| Problem to work on |
Please copy the entries below, swapping each "tight boxes" for "bounding boxes" and leaving everything else unchanged.
_____
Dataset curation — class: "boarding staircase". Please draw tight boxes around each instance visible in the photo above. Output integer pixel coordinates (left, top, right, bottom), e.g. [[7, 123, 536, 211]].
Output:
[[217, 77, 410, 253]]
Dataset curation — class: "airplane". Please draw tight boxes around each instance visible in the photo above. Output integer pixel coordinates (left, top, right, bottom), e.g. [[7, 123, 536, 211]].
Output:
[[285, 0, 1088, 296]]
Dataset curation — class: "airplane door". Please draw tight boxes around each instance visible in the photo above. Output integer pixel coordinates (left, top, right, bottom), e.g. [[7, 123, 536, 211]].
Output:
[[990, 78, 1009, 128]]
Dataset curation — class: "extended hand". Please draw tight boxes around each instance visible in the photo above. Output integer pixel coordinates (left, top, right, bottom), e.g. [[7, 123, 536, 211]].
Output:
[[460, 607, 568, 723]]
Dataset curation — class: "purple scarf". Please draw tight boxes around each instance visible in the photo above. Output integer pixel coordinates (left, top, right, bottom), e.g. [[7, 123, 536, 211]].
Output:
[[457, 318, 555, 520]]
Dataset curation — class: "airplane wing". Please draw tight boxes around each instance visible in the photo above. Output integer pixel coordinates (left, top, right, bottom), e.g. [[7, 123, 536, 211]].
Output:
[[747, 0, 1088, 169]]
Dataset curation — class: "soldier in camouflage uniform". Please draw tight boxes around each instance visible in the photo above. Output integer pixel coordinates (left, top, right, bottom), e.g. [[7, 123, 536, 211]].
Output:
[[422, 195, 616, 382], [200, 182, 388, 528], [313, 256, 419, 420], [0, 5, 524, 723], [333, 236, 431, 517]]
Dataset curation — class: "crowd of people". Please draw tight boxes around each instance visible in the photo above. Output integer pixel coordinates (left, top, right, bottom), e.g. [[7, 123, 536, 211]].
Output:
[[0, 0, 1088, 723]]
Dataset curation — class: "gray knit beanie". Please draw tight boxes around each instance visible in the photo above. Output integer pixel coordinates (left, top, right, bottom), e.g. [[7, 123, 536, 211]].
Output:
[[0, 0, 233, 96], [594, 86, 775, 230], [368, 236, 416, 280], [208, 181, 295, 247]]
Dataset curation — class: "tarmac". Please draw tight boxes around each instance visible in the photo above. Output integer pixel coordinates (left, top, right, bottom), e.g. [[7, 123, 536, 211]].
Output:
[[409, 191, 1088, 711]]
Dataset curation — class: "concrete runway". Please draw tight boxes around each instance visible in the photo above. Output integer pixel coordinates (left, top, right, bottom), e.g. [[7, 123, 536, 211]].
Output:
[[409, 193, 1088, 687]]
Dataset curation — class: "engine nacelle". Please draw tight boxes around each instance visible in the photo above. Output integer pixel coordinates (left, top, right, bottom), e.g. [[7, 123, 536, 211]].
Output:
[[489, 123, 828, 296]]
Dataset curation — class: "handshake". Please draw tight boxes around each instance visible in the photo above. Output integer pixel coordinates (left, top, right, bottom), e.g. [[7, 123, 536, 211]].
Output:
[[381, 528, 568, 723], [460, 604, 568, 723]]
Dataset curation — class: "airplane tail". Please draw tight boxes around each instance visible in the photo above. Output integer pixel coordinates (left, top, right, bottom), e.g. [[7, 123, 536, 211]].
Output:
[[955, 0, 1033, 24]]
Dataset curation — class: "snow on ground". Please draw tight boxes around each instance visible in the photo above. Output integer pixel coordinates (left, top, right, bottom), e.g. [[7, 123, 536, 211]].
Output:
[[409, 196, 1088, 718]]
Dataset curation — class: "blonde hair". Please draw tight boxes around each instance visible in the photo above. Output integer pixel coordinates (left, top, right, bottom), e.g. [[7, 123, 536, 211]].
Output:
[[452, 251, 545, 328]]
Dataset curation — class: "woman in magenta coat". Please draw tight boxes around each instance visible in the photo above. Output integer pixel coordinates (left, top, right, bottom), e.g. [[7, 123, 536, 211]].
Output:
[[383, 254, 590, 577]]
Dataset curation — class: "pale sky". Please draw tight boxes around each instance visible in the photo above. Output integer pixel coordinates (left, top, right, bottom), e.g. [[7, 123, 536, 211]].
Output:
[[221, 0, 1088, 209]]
_____
| Task solution |
Dataset curation — class: "boarding staircase". Please draw bounding boxes around each instance visible in the photo above. Output integer pixel coordinates (left, top, right, bottom), e.g. [[7, 123, 536, 211]].
Output:
[[217, 77, 410, 253]]
Dataset curation — class: "airplane". Please draw bounding boxes around each instance visible in the photo above. Output integer pixel coordinates (left, top, right, bottom), e.g. [[7, 123, 536, 211]].
Output:
[[285, 0, 1088, 296]]
Dataset curation — class: "airplane door". Please draw bounding boxes around each instance visible in the photo above. Output integer pixel coordinates (left, top, right, bottom), e.g. [[7, 123, 536, 211]].
Output:
[[990, 78, 1009, 128]]
Dataset curation — class: "extended hand". Please draw bounding boxes around each instance visible in the photo above. Output integer pixel coordinates (left, top, right, bottom), e.g. [[7, 123, 536, 211]].
Output:
[[460, 607, 568, 723]]
Dataset curation — class: "purple scarf". Please draw bounding boxes around each instance visible in the photo above. Output integer pixel coordinates (left, top, right, bottom), e.g. [[7, 123, 536, 211]].
Output:
[[457, 318, 555, 520]]
Dataset curation — class: "airplane wing". Please draw bounding boxes around each instance visible in the photo above. Output integer pixel coordinates (left, top, right, bottom), e.g. [[7, 123, 536, 211]].
Output:
[[747, 0, 1088, 169]]
Dataset curation — class: "soldier in camouflage uniform". Please draw bounding boxes around each instance visible in the photo above. Output integer pixel coordinates (left, top, right, bottom), e.g. [[7, 123, 536, 211]].
Output:
[[422, 195, 616, 382], [200, 182, 388, 528], [313, 256, 419, 420], [0, 5, 524, 723], [333, 236, 431, 517]]
Dataset curation — class: "crowd of people". Please draw bounding boxes around each instance visible in the photo above. Output integer pixel coordinates (left, top, right, bottom), e.g. [[7, 123, 536, 211]].
Output:
[[0, 0, 1088, 723]]
Dataset curation — class: "gray knit beanie". Please draw bounding boxes around each instance visible in the photo above. Output integer pixel coordinates (left, top, right, bottom), e.g. [[7, 123, 536, 211]].
Output:
[[0, 0, 233, 96], [594, 86, 775, 230], [368, 236, 416, 280], [208, 181, 295, 247]]
Dataset curation — class: "tarmac". Please draw bounding boxes around each instance visible in the photo above. Output integer pixel coordinates (left, top, right, bottom), e.g. [[7, 123, 536, 211]].
Output:
[[409, 191, 1088, 711]]
Dataset curation — class: "concrete runway". Please draw bounding boxes around each instance visible in the photo above. Output integer pixel coordinates (left, top, right, bottom), e.g. [[7, 123, 536, 211]].
Output:
[[409, 193, 1088, 687]]
Dataset curation — class: "engine nacelle". Please draw bounding boxes around each instance visible in the photo above. Output integer pixel coordinates (left, top, right, bottom), e.g. [[7, 123, 536, 211]].
Output:
[[489, 123, 828, 296]]
Dataset curation — class: "handshake". Please draw bounding boxes around each instance visible in the photo above. Output integer pixel coordinates (left, top, right, bottom), e.g. [[7, 123, 536, 211]].
Output:
[[381, 528, 568, 723], [460, 604, 568, 723]]
Dataset curation — class: "airplane tail". Please draw bounding boxes around each instance visible in the photo above. Output integer pixel coordinates (left, top, right, bottom), e.g. [[7, 123, 536, 211]].
Output:
[[955, 0, 1033, 24]]
Dataset curation — class: "snow on ground". Please draw bounding boxes around each instance visible in the photo above. Output integer pixel coordinates (left, top, right, bottom), e.g. [[7, 123, 536, 211]].
Output:
[[409, 196, 1088, 718]]
Dataset curation — class: "blonde hair". Please draw bounding boxes around each instance visible in the photo above. Output integer pixel coordinates (left, top, right, bottom), e.g. [[7, 123, 536, 211]].
Output:
[[452, 251, 545, 328]]
Dataset curation — class: "woman in magenta coat". Please draw bounding boxes around each instance visible in the photo above. Output integer pixel coordinates (left, top, right, bottom), e.g. [[7, 123, 536, 211]].
Output:
[[383, 254, 590, 577]]
Dataset curation — class: "pale sky". Please draw bounding boxes around each instance visible in the photo above. Output integer pixel coordinates (left, top, right, bottom), e.g. [[7, 123, 536, 211]].
Output:
[[221, 0, 1088, 209]]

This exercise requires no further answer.